### Provided entries ###

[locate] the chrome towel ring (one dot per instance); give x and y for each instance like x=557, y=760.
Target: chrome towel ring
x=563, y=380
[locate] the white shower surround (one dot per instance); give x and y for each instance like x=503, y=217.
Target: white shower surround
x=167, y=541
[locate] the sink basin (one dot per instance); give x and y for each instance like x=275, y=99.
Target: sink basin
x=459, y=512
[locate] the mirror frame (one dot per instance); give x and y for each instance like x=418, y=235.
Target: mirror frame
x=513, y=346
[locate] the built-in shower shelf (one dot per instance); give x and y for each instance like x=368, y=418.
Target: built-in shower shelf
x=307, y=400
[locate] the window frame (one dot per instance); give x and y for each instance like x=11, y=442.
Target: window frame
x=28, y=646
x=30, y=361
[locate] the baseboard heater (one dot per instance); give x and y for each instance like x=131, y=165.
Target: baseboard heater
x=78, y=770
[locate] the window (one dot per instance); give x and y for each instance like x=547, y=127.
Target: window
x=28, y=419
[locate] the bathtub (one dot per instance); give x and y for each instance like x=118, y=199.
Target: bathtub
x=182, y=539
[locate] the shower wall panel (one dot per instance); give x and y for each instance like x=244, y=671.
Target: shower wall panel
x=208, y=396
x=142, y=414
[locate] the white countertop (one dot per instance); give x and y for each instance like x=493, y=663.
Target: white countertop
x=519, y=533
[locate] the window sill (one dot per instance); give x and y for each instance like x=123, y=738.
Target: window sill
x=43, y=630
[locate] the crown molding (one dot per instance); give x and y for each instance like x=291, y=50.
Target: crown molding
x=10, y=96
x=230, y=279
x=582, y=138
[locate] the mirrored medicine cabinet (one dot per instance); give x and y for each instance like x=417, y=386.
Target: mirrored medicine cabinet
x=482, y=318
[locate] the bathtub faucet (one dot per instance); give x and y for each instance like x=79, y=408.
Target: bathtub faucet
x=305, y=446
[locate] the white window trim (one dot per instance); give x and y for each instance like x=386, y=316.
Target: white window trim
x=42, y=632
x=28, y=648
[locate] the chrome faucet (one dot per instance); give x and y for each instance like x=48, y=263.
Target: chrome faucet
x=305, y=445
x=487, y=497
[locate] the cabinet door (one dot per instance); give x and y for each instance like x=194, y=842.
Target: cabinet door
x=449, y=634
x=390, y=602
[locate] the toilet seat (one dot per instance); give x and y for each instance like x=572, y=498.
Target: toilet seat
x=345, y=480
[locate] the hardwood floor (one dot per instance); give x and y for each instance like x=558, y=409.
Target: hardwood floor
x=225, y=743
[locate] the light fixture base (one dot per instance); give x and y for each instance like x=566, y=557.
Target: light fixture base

###

**Exercise:** Only lines with the word "light" are wanted. Find and copy them from the records above.

**Written response:**
[locate] the light fixture base (one dot per instance); give x and y for each instance like x=566, y=557.
Target: light fixture base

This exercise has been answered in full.